§ Data shown:
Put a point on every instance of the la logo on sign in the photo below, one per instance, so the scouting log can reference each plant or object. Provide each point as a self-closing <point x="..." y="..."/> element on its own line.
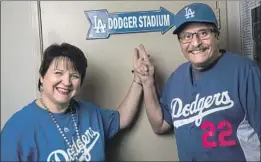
<point x="189" y="13"/>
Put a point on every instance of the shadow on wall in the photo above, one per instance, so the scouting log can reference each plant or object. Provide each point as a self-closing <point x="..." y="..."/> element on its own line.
<point x="93" y="90"/>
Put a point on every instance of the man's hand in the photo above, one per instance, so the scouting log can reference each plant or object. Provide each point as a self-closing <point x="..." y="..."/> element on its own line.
<point x="143" y="69"/>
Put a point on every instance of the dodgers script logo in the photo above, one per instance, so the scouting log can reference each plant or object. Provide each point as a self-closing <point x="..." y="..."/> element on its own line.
<point x="81" y="148"/>
<point x="189" y="13"/>
<point x="199" y="108"/>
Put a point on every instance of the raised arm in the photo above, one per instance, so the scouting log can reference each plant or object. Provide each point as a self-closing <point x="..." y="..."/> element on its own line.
<point x="145" y="72"/>
<point x="129" y="106"/>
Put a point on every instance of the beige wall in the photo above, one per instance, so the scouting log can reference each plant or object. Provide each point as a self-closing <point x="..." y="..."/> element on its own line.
<point x="110" y="62"/>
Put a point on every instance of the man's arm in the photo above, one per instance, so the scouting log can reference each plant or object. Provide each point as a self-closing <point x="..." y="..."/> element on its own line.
<point x="129" y="106"/>
<point x="153" y="108"/>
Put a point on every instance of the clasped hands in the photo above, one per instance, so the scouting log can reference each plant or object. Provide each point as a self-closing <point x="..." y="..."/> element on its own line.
<point x="142" y="68"/>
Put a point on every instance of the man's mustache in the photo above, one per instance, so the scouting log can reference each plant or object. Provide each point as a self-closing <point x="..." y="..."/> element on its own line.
<point x="200" y="48"/>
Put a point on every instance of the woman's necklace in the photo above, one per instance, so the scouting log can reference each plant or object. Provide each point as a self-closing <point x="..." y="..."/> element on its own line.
<point x="58" y="126"/>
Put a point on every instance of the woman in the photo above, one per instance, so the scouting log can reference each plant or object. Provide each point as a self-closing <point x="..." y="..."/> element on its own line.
<point x="56" y="127"/>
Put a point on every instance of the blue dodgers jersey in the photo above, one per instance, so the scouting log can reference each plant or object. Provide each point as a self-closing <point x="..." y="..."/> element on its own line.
<point x="216" y="117"/>
<point x="31" y="135"/>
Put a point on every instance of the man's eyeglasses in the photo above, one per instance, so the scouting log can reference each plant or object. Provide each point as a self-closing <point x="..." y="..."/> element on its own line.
<point x="202" y="34"/>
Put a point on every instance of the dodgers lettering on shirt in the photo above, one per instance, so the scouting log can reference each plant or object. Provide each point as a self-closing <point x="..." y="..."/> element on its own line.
<point x="199" y="108"/>
<point x="80" y="148"/>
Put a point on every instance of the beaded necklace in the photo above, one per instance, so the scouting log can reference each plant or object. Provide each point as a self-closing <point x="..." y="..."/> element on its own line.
<point x="58" y="126"/>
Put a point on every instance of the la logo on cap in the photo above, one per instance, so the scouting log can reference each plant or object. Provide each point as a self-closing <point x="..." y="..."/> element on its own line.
<point x="189" y="13"/>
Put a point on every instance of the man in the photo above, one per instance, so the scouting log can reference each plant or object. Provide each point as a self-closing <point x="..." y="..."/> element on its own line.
<point x="213" y="100"/>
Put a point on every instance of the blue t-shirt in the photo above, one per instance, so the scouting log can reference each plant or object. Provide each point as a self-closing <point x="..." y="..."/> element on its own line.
<point x="31" y="135"/>
<point x="217" y="116"/>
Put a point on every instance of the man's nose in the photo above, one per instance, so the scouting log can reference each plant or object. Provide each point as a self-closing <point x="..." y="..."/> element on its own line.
<point x="196" y="41"/>
<point x="67" y="80"/>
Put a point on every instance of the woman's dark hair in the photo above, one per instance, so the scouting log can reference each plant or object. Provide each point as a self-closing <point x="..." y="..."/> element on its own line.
<point x="68" y="51"/>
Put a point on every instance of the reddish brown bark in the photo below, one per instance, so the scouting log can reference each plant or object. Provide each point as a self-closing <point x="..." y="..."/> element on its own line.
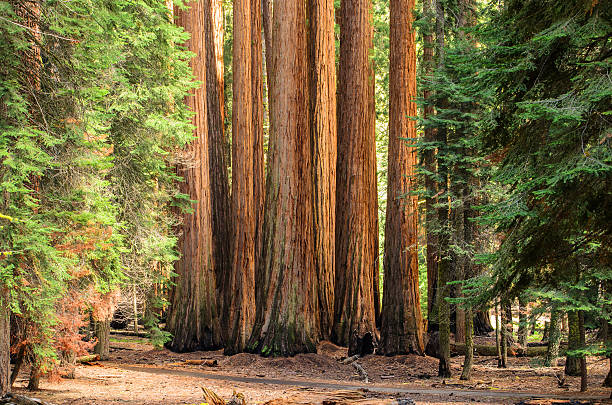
<point x="430" y="167"/>
<point x="217" y="142"/>
<point x="257" y="120"/>
<point x="402" y="324"/>
<point x="5" y="342"/>
<point x="287" y="307"/>
<point x="193" y="314"/>
<point x="242" y="277"/>
<point x="356" y="256"/>
<point x="323" y="136"/>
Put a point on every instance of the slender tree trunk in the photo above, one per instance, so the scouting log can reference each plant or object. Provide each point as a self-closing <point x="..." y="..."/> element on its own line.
<point x="554" y="338"/>
<point x="504" y="335"/>
<point x="430" y="166"/>
<point x="287" y="312"/>
<point x="583" y="369"/>
<point x="102" y="333"/>
<point x="572" y="363"/>
<point x="5" y="341"/>
<point x="242" y="277"/>
<point x="217" y="147"/>
<point x="402" y="324"/>
<point x="34" y="381"/>
<point x="469" y="345"/>
<point x="257" y="124"/>
<point x="356" y="257"/>
<point x="193" y="314"/>
<point x="523" y="331"/>
<point x="323" y="137"/>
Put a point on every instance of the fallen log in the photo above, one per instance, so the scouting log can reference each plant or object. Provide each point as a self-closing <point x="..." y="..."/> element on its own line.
<point x="14" y="399"/>
<point x="87" y="359"/>
<point x="458" y="349"/>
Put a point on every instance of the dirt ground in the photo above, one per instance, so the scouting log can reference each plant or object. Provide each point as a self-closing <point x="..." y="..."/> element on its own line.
<point x="139" y="374"/>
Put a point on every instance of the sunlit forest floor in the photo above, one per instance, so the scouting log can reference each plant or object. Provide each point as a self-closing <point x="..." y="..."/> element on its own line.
<point x="139" y="374"/>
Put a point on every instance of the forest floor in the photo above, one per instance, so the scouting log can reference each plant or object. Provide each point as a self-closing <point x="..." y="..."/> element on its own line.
<point x="139" y="374"/>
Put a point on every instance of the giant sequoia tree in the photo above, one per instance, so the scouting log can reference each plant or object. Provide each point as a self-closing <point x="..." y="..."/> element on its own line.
<point x="402" y="326"/>
<point x="193" y="315"/>
<point x="287" y="306"/>
<point x="217" y="147"/>
<point x="356" y="253"/>
<point x="241" y="287"/>
<point x="323" y="137"/>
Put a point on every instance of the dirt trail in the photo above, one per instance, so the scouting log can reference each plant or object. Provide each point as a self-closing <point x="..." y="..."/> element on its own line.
<point x="384" y="389"/>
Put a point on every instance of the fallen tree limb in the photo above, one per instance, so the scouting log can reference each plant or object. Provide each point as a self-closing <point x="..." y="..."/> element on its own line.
<point x="88" y="358"/>
<point x="14" y="399"/>
<point x="486" y="350"/>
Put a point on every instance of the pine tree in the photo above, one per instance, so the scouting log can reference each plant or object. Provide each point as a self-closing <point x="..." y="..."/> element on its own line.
<point x="402" y="326"/>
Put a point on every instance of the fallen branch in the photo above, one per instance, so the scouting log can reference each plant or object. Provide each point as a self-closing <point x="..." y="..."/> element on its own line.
<point x="87" y="359"/>
<point x="14" y="399"/>
<point x="486" y="350"/>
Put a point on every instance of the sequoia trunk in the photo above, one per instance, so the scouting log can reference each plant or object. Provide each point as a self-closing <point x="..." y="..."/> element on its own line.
<point x="287" y="308"/>
<point x="242" y="278"/>
<point x="323" y="137"/>
<point x="217" y="150"/>
<point x="355" y="210"/>
<point x="193" y="315"/>
<point x="5" y="341"/>
<point x="402" y="324"/>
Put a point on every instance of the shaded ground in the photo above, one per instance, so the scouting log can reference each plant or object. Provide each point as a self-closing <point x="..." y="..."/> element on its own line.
<point x="139" y="374"/>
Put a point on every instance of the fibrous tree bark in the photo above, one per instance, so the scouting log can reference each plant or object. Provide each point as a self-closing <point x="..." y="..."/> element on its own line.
<point x="355" y="206"/>
<point x="323" y="138"/>
<point x="402" y="324"/>
<point x="241" y="286"/>
<point x="102" y="333"/>
<point x="554" y="338"/>
<point x="217" y="150"/>
<point x="193" y="315"/>
<point x="5" y="341"/>
<point x="287" y="307"/>
<point x="572" y="363"/>
<point x="430" y="167"/>
<point x="257" y="119"/>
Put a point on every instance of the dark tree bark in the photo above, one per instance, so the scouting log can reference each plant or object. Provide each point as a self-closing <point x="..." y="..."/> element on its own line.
<point x="257" y="125"/>
<point x="572" y="363"/>
<point x="217" y="151"/>
<point x="356" y="256"/>
<point x="287" y="307"/>
<point x="482" y="323"/>
<point x="430" y="183"/>
<point x="102" y="334"/>
<point x="523" y="330"/>
<point x="242" y="278"/>
<point x="323" y="137"/>
<point x="554" y="339"/>
<point x="5" y="342"/>
<point x="402" y="323"/>
<point x="193" y="314"/>
<point x="583" y="368"/>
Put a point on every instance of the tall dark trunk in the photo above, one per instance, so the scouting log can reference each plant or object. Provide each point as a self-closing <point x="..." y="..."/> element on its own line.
<point x="5" y="341"/>
<point x="241" y="285"/>
<point x="193" y="315"/>
<point x="429" y="163"/>
<point x="402" y="324"/>
<point x="356" y="214"/>
<point x="287" y="306"/>
<point x="217" y="150"/>
<point x="323" y="138"/>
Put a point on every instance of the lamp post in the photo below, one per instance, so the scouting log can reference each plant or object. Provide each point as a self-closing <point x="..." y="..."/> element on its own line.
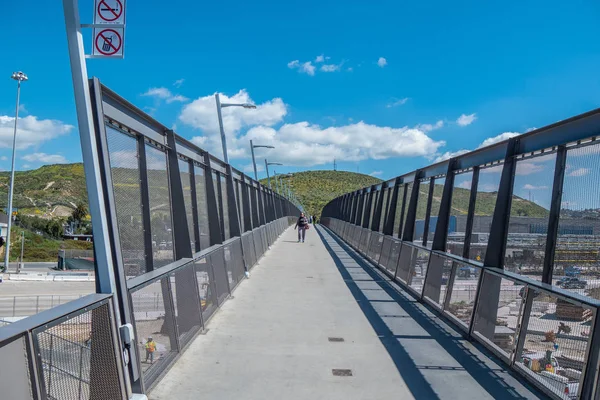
<point x="267" y="168"/>
<point x="19" y="77"/>
<point x="223" y="105"/>
<point x="255" y="146"/>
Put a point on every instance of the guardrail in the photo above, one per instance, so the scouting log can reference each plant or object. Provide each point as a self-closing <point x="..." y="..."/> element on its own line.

§ What the exercise asks: Leave every picture out, and repeat exactly the lines from the one containing "Put a point on every instance of the lamp" through the last line of the entries, both ends included.

§ Reply to the task:
Put a point on every instance of the lamp post in the photo below, one per instance, so the scouting log can reference each plant or object. Provide each point as a self-closing <point x="..." y="..."/> element on its own line.
<point x="267" y="168"/>
<point x="19" y="77"/>
<point x="223" y="105"/>
<point x="255" y="146"/>
Put a point on every instance of the guardrail in the photo above, one per instance, so the scouting log can reference each plant or object. Provide each point as a self-closing <point x="..." y="..."/> element on its own line.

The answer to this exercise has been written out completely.